• **Passage**
-*-
I can't find sizeof_utp_transfer_cmd_desc() in Linus' master branch?

> +static inline void ufshcd_mcq_process_event(struct ufs_hba *hba,
> +					    struct ufs_hw_queue *hwq)
> +{
> +	struct cq_entry *cqe = ufshcd_mcq_cur_cqe(hwq);
> +	int tag;
> +
> +	tag = ufshcd_mcq_get_tag(hba, hwq, cqe);
> +	ufshcd_compl_one_task(hba, tag, cqe);
> +}

Consider changing "process_event" into "process_cqe". Consider renaming 
ufshcd_compl_one_task() into ufshcd_compl_one_cqe().

> +unsigned long ufshcd_mcq_poll_cqe_lock(struct ufs_hba *hba,
> +				       struct ufs_hw_queue *hwq)
-*-
• **Supplied material**
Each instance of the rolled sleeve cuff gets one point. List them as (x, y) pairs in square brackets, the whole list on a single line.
-*-
• **Brief 1**
From the code review, pull out everything from "I can't find" down to "ufshcd_compl_one_task() into ufshcd_compl_one_cqe().".
• **Brief 2**
Sum up the code review in two sentences.

• **Task solution 1**
I can't find sizeof_utp_transfer_cmd_desc() in Linus' master branch?

> +static inline void ufshcd_mcq_process_event(struct ufs_hba *hba,
> +					    struct ufs_hw_queue *hwq)
> +{
> +	struct cq_entry *cqe = ufshcd_mcq_cur_cqe(hwq);
> +	int tag;
> +
> +	tag = ufshcd_mcq_get_tag(hba, hwq, cqe);
> +	ufshcd_compl_one_task(hba, tag, cqe);
> +}

Consider changing "process_event" into "process_cqe". Consider renaming 
ufshcd_compl_one_task() into ufshcd_compl_one_cqe().

• **Task solution 2**
The writer says sizeof_utp_transfer_cmd_desc() can't be found in Linus' master branch. The writer also suggests changing "process_event" into "process_cqe" and renaming ufshcd_compl_one_task() into ufshcd_compl_one_cqe().